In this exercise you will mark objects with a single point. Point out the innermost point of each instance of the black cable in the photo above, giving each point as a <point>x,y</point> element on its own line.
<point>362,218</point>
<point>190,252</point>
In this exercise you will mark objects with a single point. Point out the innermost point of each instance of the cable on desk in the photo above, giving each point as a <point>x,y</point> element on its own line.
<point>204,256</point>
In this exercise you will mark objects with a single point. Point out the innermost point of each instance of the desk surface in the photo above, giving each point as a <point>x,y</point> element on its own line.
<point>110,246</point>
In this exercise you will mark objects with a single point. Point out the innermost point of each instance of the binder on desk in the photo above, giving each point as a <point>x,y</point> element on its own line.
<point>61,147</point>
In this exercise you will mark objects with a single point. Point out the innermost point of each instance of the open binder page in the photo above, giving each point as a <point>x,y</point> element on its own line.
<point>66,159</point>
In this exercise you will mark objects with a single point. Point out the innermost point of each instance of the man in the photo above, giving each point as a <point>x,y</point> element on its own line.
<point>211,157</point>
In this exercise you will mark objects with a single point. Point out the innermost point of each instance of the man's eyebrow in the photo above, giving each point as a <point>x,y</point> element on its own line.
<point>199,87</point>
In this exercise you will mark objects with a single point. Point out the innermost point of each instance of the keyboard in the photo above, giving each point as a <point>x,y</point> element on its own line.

» **EXERCISE BRIEF**
Exact copies of all the entries above are required.

» **ANSWER TO THIS EXERCISE**
In this exercise you will mark objects with a single point. Point out the innermost point of each instance of the black cable in the photo above, giving each point as a <point>x,y</point> element on its own line.
<point>362,218</point>
<point>190,252</point>
In this exercise you will mark objects with a single point. Point out the innermost point of each instance of the cable on desk in the photo above, giving each point as a <point>x,y</point> element on its own line.
<point>204,256</point>
In this exercise you will mark objects with a single point. Point out the innermost point of each instance of the desk surface in the photo above, giving each point as a <point>x,y</point> element on its own line.
<point>110,246</point>
In this exercise you will mark objects with a single point. Point out the innermost point of each instance of the binder on desk in the photo above, giving each point as a <point>x,y</point> element on its own line.
<point>61,147</point>
In this exercise you will mark objects with a single point. Point out the innermost point of each instance of the open binder page in the photo above, giving each point as a <point>x,y</point> element on its own line.
<point>66,159</point>
In this exercise you will mark objects with a single point. Point out the innermost point of each instance of the man in the photo above, giving each point as a <point>x,y</point> element on its own line.
<point>211,157</point>
In this exercise you will mark objects with a single point. Point out the innermost point of each instance of the man's eyebrow in the photo above, giving each point as a <point>x,y</point> element on its own line.
<point>199,87</point>
In this exercise you will mark objects with a single point. Point out the innermost point of each instance of the keyboard in the photo above, giving each point as a <point>x,y</point> element on its own line.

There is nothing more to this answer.